**Exercise aim**
Could you return each line below without altering a word?

(Stored items)
□ □ □ □

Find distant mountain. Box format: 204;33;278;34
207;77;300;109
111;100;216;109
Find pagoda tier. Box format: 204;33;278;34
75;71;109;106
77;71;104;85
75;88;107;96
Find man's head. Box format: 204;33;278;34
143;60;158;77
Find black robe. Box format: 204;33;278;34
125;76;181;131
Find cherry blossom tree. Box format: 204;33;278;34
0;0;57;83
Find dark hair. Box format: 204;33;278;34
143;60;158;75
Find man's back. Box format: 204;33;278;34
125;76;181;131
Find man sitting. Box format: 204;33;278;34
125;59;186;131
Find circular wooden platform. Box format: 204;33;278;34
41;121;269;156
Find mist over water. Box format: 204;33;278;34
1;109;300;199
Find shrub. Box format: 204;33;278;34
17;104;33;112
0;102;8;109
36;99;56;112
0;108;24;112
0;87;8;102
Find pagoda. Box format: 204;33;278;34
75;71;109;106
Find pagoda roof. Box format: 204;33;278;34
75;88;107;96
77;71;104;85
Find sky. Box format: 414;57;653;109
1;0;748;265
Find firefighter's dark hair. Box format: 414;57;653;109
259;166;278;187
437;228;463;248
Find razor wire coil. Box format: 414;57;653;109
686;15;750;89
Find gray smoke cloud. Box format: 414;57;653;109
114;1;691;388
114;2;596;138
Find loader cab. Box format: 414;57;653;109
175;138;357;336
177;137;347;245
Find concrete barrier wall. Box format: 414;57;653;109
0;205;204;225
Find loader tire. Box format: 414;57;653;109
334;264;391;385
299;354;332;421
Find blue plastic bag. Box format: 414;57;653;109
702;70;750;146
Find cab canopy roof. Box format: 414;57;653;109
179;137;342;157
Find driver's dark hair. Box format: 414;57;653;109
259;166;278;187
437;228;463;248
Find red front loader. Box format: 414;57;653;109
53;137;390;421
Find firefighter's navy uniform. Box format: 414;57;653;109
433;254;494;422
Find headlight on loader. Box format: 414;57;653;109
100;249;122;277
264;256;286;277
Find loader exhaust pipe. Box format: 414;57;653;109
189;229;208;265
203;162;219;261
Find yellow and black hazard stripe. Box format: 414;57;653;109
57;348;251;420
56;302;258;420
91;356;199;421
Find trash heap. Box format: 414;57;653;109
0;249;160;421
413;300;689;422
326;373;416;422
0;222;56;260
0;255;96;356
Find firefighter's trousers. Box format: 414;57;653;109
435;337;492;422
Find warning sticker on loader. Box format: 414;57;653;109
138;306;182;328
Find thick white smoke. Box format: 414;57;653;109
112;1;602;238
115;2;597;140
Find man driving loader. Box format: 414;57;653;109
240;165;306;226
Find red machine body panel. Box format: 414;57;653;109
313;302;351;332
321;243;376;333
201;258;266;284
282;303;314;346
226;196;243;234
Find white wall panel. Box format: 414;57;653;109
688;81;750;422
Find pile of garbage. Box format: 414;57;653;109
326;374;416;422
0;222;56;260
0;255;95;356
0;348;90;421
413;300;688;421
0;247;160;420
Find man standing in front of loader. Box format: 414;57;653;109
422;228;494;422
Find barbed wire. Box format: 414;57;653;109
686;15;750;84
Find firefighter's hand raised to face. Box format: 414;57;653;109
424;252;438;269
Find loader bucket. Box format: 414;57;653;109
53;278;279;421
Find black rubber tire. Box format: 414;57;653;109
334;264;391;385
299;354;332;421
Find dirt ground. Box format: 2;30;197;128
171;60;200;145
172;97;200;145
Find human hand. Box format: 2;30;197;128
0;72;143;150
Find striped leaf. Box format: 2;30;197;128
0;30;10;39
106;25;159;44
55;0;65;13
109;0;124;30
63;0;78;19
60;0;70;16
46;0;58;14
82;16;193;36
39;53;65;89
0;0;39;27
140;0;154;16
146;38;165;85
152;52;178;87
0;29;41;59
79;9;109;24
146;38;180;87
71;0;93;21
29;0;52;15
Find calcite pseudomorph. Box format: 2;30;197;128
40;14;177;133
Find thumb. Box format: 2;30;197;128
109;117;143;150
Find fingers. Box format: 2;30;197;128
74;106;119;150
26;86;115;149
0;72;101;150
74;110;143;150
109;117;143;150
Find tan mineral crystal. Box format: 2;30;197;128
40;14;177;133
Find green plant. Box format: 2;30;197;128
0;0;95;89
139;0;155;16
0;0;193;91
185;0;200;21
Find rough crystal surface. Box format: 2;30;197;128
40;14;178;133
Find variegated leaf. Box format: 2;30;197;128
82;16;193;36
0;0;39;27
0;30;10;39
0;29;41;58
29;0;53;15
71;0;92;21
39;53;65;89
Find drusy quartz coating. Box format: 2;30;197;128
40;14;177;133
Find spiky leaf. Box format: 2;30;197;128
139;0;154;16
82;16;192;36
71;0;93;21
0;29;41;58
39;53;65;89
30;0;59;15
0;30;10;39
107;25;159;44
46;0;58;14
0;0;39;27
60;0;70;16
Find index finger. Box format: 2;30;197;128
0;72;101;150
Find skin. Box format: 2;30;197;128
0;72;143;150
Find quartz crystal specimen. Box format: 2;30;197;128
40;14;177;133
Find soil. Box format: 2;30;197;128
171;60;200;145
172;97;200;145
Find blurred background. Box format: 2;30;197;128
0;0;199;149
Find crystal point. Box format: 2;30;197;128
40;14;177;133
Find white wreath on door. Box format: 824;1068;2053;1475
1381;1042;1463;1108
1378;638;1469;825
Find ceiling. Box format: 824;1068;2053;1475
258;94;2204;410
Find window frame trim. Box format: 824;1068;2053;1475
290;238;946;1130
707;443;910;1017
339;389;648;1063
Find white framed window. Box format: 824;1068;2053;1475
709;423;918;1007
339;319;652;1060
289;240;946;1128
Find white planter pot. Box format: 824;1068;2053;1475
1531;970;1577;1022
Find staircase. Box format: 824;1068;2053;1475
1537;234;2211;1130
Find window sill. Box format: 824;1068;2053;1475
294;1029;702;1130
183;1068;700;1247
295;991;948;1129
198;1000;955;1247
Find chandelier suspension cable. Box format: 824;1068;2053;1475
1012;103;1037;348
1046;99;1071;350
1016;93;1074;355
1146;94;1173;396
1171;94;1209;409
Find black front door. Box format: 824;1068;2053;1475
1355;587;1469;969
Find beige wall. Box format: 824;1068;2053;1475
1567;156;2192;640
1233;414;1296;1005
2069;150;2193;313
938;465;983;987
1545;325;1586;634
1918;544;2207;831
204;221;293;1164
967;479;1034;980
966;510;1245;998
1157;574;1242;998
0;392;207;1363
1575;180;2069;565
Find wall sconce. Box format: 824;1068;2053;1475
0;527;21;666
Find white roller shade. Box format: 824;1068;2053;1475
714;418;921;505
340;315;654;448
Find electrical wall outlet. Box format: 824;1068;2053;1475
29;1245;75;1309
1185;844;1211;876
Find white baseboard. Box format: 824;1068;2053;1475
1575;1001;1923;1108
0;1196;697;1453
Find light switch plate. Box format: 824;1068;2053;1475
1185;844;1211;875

□ □ □ □

**Task answer**
Find distant mountain. Box format: 204;33;278;34
207;77;300;109
111;100;216;109
Find pagoda tier. Box format: 204;33;278;34
75;71;109;106
77;71;104;85
75;88;107;96
Find man's head. Box format: 204;33;278;34
143;60;158;77
Find black robe. Box format: 204;33;278;34
125;76;181;131
Find cherry blossom tree. Box format: 204;33;278;34
0;0;57;83
Find dark hair. Box format: 204;33;278;34
143;60;158;75
Find man's back. Box format: 204;33;278;34
125;76;181;131
Find man sitting. Box format: 204;33;278;34
125;59;186;131
Find circular wooden platform. Box format: 204;33;278;34
41;121;269;156
Find mist over water. Box format: 204;33;278;34
1;109;300;199
Find shrub. Box format: 204;33;278;34
17;104;33;112
0;102;8;109
36;99;56;112
0;108;24;112
0;87;8;102
Find pagoda. Box format: 204;33;278;34
75;71;109;106
Find pagoda roof. Box format: 204;33;278;34
75;88;107;96
77;71;104;85
Find sky. Box format: 414;57;653;109
1;0;748;265
Find firefighter's dark hair. Box format: 414;57;653;109
259;166;278;187
437;228;463;248
Find razor wire coil. Box format: 414;57;653;109
686;15;750;89
Find gray smoke cloud. Box format: 414;57;653;109
114;1;691;388
114;2;596;138
Find loader cab. Box format: 414;57;653;109
175;138;357;336
177;137;347;245
Find concrete barrier wall. Box format: 414;57;653;109
0;205;204;225
Find loader tire. Box format: 414;57;653;109
334;264;391;385
299;354;332;421
Find blue plastic bag. Box format: 414;57;653;109
702;70;750;146
Find cab canopy roof. Box format: 414;57;653;109
179;137;342;157
Find driver's dark hair. Box format: 414;57;653;109
259;166;278;187
437;228;463;248
Find red front loader. Box format: 414;57;653;109
53;137;390;421
Find firefighter's navy uniform. Box format: 414;57;653;109
433;254;494;422
Find headlight on loader. Box format: 414;57;653;109
100;249;122;277
264;256;286;277
Find loader exhaust pipe. Box format: 414;57;653;109
189;229;208;265
203;162;219;261
Find yellow and black hazard stripe. Box format: 414;57;653;109
57;348;251;420
56;302;258;420
91;356;199;421
Find trash heap. Box format: 414;57;653;109
0;249;160;421
413;300;689;422
326;373;416;422
0;222;56;260
0;255;96;356
Find firefighter's trousers. Box format: 414;57;653;109
435;337;492;422
Find warning sticker on loader. Box format: 414;57;653;109
138;306;182;328
Find thick white smoke. Box format: 414;57;653;109
112;1;602;238
115;2;597;140
Find man driving loader. Box format: 414;57;653;109
240;165;306;226
Find red machine body panel. Box format: 414;57;653;109
313;302;351;332
321;243;376;333
201;258;266;284
282;303;314;346
226;196;243;234
Find white wall panel. Box format: 414;57;653;109
688;81;750;422
Find pile of garbage. Box format: 414;57;653;109
326;374;416;422
0;222;56;260
0;255;95;356
0;348;90;421
413;300;688;421
0;247;160;420
Find man standing in front of loader. Box format: 414;57;653;109
422;228;494;422
Find barbed wire. Box format: 414;57;653;109
686;15;750;84
Find firefighter's hand raised to face. Box format: 414;57;653;109
424;252;438;269
Find loader bucket. Box format: 414;57;653;109
53;278;279;421
Find black rubber tire. Box format: 414;57;653;109
334;264;391;385
299;354;332;421
Find dirt ground. Box format: 2;30;197;128
171;60;200;145
172;97;200;145
Find human hand. Box format: 2;30;197;128
0;72;143;150
Find striped leaf. Box format: 2;30;197;128
0;30;10;39
106;25;159;44
55;0;65;13
109;0;124;30
63;0;78;19
60;0;70;16
46;0;58;14
82;16;193;36
39;53;65;89
0;0;39;27
140;0;154;16
146;38;165;85
152;52;178;87
0;29;41;59
79;9;109;24
146;38;180;87
71;0;93;21
29;0;52;15
Find calcite pseudomorph. Box format: 2;30;197;128
40;14;177;133
Find thumb. Box format: 2;30;197;128
109;117;143;150
Find fingers. Box format: 2;30;197;128
74;106;119;150
26;86;115;149
0;72;101;150
74;110;143;150
109;117;143;150
Find tan mineral crystal. Box format: 2;30;197;128
40;14;177;133
Find green plant. Box format: 2;30;197;128
0;0;95;89
139;0;155;16
0;0;193;91
185;0;200;21
Find rough crystal surface. Box format: 2;30;197;128
40;14;178;133
Find variegated leaf. Box format: 2;30;197;128
82;16;193;36
0;0;39;27
0;30;10;39
0;29;41;58
29;0;53;15
71;0;92;21
39;53;65;89
Find drusy quartz coating. Box format: 2;30;197;128
40;14;177;133
Find spiky leaf. Box format: 2;30;197;128
139;0;154;16
82;16;192;36
71;0;93;21
0;29;41;58
39;53;65;89
30;0;59;15
0;30;10;39
107;25;159;44
46;0;58;14
0;0;39;27
60;0;70;16
Find index finger. Box format: 2;30;197;128
0;72;101;150
Find skin. Box format: 2;30;197;128
0;72;143;150
Find quartz crystal specimen. Box format: 2;30;197;128
40;14;177;133
Find soil. Box format: 2;30;197;128
171;60;200;145
172;97;200;145
Find blurred background. Box format: 2;30;197;128
0;0;199;149
Find crystal point. Box format: 2;30;197;128
40;14;177;133
Find white wreath on door. Box format: 824;1068;2053;1475
1381;1042;1463;1108
1378;638;1469;825
Find ceiling. Box format: 824;1068;2053;1475
258;94;2204;410
Find window frame trim. Box format: 824;1068;2053;1475
290;238;946;1130
707;443;910;1017
339;389;648;1063
Find white framed window. Box format: 824;1068;2053;1475
709;423;918;1007
339;319;652;1060
289;240;946;1128
Find white planter pot. Box format: 824;1068;2053;1475
1531;970;1577;1022
Find staircase. Box format: 824;1068;2053;1475
1537;234;2211;1130
Find window sill. Box format: 824;1068;2053;1475
294;1029;702;1130
183;1068;700;1247
295;991;948;1129
198;1000;955;1247
Find chandelier suspension cable. Box format: 824;1068;2053;1475
1012;103;1037;348
1046;99;1071;350
1016;93;1074;355
1146;94;1173;396
1171;94;1209;409
Find black front door. Box format: 824;1068;2053;1475
1355;587;1469;969
Find beige wall. Box format: 824;1068;2053;1475
1567;156;2192;640
1233;414;1296;1005
2069;150;2193;313
938;465;983;987
1545;325;1586;634
1918;544;2207;831
204;221;293;1164
967;479;1034;980
966;510;1245;998
1157;574;1242;998
0;392;207;1363
1575;180;2069;565
Find wall sconce. Box format: 824;1068;2053;1475
0;527;21;666
Find white roller shade. Box format: 824;1068;2053;1475
714;418;921;505
340;315;654;448
Find electrical wall outlet. Box format: 824;1068;2053;1475
29;1245;75;1309
1185;844;1211;876
Find white baseboard. Box format: 824;1068;2053;1475
1575;1001;1923;1108
0;1196;697;1453
Find light switch plate. Box format: 824;1068;2053;1475
1185;844;1211;875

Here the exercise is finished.